* [EXERCISE AIM] Could you continue the forum comments about family members' frustrating experiences with doctors from where they stop?

Semi-related: my father has complications from a motorcycle accident ~25y ago that crushed arteries in his leg coupled with diabetes (insulin / kept sugar at ~100 and his A1C was kept under 6.7 for ~15y). 6w ago had to have his toes removed due to dry gangrene; they eventually (2.5w ago) had to remove his leg below the knee because of the severe blood flow issues below the knee.
Between the toes and the below the knee amputation, there were no less than 15 different doctors and PAs / related personnel who COULD NOT COME TO A CONSENSUS. They would just tell my mother and I (PoA) the details; they refused to come up with a singular plan of action moving forward, leaving it up to us to make 'an informed decision,' something that's IMPOSSIBLE when you have to take up to 15 different opinions into consideration.
What exactly are we supposed to do as patients/family members when medical personnel cannot give reasonable paths forward and instead just throw a bunch of shit over the fence at you and tell you, "you decide what to do from here," regardless of how many VERY DIRECT conversations I had w/the 'care team' on doing better to provide a limited array of options and reasons/likelihood of 'positive outcomes'.
I'm used to dealing with a wide variety of stakeholders/SMEs in decision-making; it's my job to apply my extensive industry experience to present our clients with their options, ranked and reasoned. Doctors, in my experience and most recently with my father, clearly do NOT do that (I assume due to liability; but, no real idea, honestly). So; when dealing with LIFE CHANGING circumstances, what are we supposed to do except rely on what might be able to offer more analysis and option narrowing w/AI?
I certainly don't want to make the job of medical staff more difficult by putting out crazy theories I found on the interwebbernets through my own research, etc; but, when we're having to deal with uncertainty and insanity, what else can we do?
This lines up with my experience with my mother, though it played out differently. In her case, she would switch doctors every ~5-10 years and each time they'd basically say everything the previous doctor said was wrong. First it was "you have Lupus", second it was "actually it's some other autoimmune disease", then it was "actually whatever you had has been in remission for some time now and you've been taking brain-numming medicine for no reason." Then it was "you have cancer", "it's a rare one", and "oh turns out the brain-numming meds have a correlation with rare cancers". The cancer part was handled well (albeit unsuccessful) though. After such a bad time with rheumatologists, I was shocked by how competent people were when it came to cancer.

* [SOURCE INFORMATION]
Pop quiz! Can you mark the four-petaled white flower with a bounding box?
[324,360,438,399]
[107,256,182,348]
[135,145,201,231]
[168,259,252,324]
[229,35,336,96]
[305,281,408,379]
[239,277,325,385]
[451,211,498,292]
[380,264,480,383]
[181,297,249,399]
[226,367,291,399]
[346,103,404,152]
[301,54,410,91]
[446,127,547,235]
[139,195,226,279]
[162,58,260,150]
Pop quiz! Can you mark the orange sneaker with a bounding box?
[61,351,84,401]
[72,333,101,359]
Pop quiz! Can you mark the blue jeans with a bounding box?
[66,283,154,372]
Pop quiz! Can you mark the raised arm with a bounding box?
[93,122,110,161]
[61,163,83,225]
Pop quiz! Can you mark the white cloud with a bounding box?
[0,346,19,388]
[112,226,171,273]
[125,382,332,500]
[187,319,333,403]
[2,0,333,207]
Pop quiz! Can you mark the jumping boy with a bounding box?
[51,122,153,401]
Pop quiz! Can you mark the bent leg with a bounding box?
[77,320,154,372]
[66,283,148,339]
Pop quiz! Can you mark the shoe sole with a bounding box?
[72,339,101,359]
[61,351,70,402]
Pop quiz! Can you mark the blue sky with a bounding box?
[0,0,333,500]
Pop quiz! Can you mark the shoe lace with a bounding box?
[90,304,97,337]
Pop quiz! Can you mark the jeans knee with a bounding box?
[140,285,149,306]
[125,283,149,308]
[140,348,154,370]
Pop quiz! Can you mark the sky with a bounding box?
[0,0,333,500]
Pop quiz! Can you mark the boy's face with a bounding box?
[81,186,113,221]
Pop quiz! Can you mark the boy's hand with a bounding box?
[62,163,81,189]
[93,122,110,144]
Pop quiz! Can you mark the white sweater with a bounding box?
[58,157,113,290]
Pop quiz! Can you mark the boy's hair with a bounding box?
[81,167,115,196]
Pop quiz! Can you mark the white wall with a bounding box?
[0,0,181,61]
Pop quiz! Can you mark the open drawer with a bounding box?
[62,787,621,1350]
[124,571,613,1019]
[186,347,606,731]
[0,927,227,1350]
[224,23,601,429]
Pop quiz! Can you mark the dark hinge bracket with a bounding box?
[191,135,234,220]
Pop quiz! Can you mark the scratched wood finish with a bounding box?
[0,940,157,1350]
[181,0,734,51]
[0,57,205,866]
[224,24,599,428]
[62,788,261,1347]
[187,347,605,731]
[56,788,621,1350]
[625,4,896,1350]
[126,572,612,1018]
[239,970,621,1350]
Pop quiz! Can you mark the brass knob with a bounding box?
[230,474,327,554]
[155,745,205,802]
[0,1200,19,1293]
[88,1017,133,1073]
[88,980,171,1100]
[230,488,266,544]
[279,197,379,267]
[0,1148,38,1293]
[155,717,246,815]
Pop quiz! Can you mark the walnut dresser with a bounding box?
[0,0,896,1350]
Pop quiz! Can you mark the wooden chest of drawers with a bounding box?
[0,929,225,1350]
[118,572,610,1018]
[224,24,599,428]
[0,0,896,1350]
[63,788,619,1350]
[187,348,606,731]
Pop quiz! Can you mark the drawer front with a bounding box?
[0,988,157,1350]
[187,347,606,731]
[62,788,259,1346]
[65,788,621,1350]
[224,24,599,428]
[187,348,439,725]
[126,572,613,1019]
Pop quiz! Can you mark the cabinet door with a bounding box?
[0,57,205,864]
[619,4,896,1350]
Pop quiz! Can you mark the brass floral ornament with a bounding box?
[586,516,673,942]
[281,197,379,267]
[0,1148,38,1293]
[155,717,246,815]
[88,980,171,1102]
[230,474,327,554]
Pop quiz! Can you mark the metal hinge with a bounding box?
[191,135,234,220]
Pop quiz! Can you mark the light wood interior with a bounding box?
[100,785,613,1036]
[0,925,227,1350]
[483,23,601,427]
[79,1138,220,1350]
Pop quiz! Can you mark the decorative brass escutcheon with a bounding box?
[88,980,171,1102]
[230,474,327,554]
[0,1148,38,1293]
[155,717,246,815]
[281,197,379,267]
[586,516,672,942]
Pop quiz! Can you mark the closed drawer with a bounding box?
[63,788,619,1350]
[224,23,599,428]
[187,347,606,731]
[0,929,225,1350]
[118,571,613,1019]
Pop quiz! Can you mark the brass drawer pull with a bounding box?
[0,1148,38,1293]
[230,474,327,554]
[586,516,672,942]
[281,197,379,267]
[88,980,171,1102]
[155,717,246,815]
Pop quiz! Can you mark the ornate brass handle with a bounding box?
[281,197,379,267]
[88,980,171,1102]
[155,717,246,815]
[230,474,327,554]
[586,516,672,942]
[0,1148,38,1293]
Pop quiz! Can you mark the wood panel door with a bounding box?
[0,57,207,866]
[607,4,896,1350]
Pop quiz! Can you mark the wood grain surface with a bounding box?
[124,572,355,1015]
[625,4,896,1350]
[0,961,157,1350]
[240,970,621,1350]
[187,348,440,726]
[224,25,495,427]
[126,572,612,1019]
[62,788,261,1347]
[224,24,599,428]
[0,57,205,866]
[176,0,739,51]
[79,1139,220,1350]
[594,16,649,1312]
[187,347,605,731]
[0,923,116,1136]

* [EXERCISE ANSWER]
All of the above was intertwined with brief stints with doctors that would just berate her for being a painkiller junkie, even though she hated the stuff and just wanted to find/fix the problem.
Kind of a rant, really. I'm not sure how to tie it back into AI. I do wish we had AI at the time so that we could at least cross-check, but I also understand that doctors are already sick of patients self-diagnosing on the web and that AI probably just makes that worse. At the same time, if our medical system could catch up a bit (more doctors? less corruption/paperwork? not sure what it needs) then maybe people would be less inclined to take matters into their own hands.
I'm sorry to hear that. The accusations of drug seeking are particularly galling.
AI is absolutely a god send for patients navigating the medical system.
I know the US system is horrible and I sympathize with doctors doing their best within it. But we must admit, they are also responsible for the countless stories just like yours, and have contributed to the public's deteriorating trust of medical institutions. It's not just the insurance companies and conglomerate CEOs.
Probably liability... on the amputations I indicated and contraindicated, it's increasingly difficult to navigate trough patient perceptions while not disclosing so much as to give them rope to hang us. Some decisions are a game of probability that often we don't have clear numbers. In trauma, I have both cases where I recommended an amputation and at last minute decided to see that happened and the patient is walking with their leg today; and cases where I didn't recommend and later had to amputate as the lesion evolved. With cancer it's more straightforward, the cancer is what dictates the surgery... some cancers have poor response to other treatments, so we amputate. Some cancers had invaded the neurovascular bundle, so curative options involve necessarily amputation to get good margins. In cancer there's less doubt in the prognosis, so less chance of legal ramifications.